§ Zu erledigende Aufgaben:
1. Nenne alle Städte, die in der Rezension vorkommen.
2. Gib aus der Rezension den gesamten Wortlaut von „Ein literaturgeschichtliches Meisterwerk“ bis einschließlich „jederzeit sehen lassen.“ unverändert zurück.

::: Textabschnitt

Eine Rezension von Klaus Ziermann


Ein literaturgeschichtliches Meisterwerk

Hans Mayer: Deutsche Literatur 1945 - 1985

Siedler Verlag, Berlin 1998, TB, 499 S.

 

„Dies ist keine Geschichte dessen, was man in akademischer Sprache als Neueste Deutsche oder gar als Zeitgenössische Literatur bezeichnet. Es ist auch kein Traktat über Stile, Moden und Ismen“ (S. 9), lauten die ersten beiden Sätze von Hans Mayer. Was aber ist sein Buch dann? Meines Erachtens Literatur-, Autoren- und Werkanalyse vom Allerfeinsten: souverän geschrieben, in geschichtlich große Dimensionen eingeordnet und engagiert in den vertretenen Positionen, denn der Autor hat diesen literaturgeschichtlichen Zeitabschnitt mit zwei deutschen Staaten in Leipzig oder Tübingen bewußt miterlebt und - nicht nur am Podium des Literaturprofessors - ohne Unterlaß auch aktiv mitgestaltet. Was in der Endkonsequenz herausgekommen ist, kann sich jederzeit sehen lassen.

::::::
::: Angezeigte Daten

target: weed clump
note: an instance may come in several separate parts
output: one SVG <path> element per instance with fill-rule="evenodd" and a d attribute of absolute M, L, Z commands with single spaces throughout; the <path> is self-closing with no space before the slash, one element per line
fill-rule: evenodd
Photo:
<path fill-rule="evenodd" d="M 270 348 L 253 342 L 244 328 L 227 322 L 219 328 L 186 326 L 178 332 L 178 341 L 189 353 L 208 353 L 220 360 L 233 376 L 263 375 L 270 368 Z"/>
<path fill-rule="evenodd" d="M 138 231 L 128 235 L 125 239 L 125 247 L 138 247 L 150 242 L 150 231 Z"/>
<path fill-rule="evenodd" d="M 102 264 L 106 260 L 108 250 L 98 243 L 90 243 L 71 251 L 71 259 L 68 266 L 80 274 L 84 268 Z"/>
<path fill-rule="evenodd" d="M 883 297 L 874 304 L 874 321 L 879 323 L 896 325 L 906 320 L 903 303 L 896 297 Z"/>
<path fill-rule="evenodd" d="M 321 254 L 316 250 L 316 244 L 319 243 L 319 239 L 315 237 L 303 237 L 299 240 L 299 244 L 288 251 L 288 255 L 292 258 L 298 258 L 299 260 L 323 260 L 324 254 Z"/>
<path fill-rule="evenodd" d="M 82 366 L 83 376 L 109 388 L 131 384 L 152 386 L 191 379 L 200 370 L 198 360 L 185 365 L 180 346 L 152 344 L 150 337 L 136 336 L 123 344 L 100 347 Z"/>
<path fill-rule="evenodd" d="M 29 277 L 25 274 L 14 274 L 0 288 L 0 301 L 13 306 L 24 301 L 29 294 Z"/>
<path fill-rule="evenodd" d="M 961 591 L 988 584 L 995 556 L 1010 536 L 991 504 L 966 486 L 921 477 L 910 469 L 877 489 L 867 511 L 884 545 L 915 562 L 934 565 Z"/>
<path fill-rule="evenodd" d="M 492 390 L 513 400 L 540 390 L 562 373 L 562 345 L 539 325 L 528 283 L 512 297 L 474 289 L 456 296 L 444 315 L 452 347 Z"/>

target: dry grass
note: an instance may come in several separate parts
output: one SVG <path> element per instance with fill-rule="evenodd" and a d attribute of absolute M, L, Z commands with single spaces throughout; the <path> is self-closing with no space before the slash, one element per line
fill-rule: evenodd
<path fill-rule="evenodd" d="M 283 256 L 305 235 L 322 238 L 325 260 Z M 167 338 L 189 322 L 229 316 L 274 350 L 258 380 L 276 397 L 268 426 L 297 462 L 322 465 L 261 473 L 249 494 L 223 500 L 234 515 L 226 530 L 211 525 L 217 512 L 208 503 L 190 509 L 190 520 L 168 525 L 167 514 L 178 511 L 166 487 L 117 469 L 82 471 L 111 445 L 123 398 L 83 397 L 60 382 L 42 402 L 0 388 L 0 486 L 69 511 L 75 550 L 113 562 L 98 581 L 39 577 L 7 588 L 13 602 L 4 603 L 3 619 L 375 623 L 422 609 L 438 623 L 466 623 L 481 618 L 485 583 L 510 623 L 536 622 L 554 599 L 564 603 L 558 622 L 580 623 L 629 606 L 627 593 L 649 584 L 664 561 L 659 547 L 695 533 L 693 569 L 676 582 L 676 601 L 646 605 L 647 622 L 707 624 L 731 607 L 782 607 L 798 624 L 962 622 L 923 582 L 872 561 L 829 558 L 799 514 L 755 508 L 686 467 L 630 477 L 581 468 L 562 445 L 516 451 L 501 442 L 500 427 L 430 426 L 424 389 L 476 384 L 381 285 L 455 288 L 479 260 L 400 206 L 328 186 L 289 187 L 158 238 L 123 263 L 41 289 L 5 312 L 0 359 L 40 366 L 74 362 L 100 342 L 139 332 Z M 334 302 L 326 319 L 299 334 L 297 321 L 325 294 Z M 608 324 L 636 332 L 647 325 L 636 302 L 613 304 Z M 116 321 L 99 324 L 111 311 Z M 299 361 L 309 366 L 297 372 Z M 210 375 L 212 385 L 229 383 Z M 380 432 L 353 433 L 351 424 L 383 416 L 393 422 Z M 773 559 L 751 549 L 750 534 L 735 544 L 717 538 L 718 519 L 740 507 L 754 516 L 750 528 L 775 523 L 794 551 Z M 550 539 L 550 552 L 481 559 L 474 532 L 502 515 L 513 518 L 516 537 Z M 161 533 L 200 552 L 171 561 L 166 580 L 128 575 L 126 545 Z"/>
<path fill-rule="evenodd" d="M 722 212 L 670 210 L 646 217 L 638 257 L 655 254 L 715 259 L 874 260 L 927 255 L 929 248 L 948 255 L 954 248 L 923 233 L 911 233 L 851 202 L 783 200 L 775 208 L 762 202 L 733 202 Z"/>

::::::

§ Lösungen der Aufgaben:
1. Berlin, Leipzig, Tübingen

2.
Ein literaturgeschichtliches Meisterwerk

Hans Mayer: Deutsche Literatur 1945 - 1985

Siedler Verlag, Berlin 1998, TB, 499 S.

 

„Dies ist keine Geschichte dessen, was man in akademischer Sprache als Neueste Deutsche oder gar als Zeitgenössische Literatur bezeichnet. Es ist auch kein Traktat über Stile, Moden und Ismen“ (S. 9), lauten die ersten beiden Sätze von Hans Mayer. Was aber ist sein Buch dann? Meines Erachtens Literatur-, Autoren- und Werkanalyse vom Allerfeinsten: souverän geschrieben, in geschichtlich große Dimensionen eingeordnet und engagiert in den vertretenen Positionen, denn der Autor hat diesen literaturgeschichtlichen Zeitabschnitt mit zwei deutschen Staaten in Leipzig oder Tübingen bewußt miterlebt und - nicht nur am Podium des Literaturprofessors - ohne Unterlaß auch aktiv mitgestaltet. Was in der Endkonsequenz herausgekommen ist, kann sich jederzeit sehen lassen.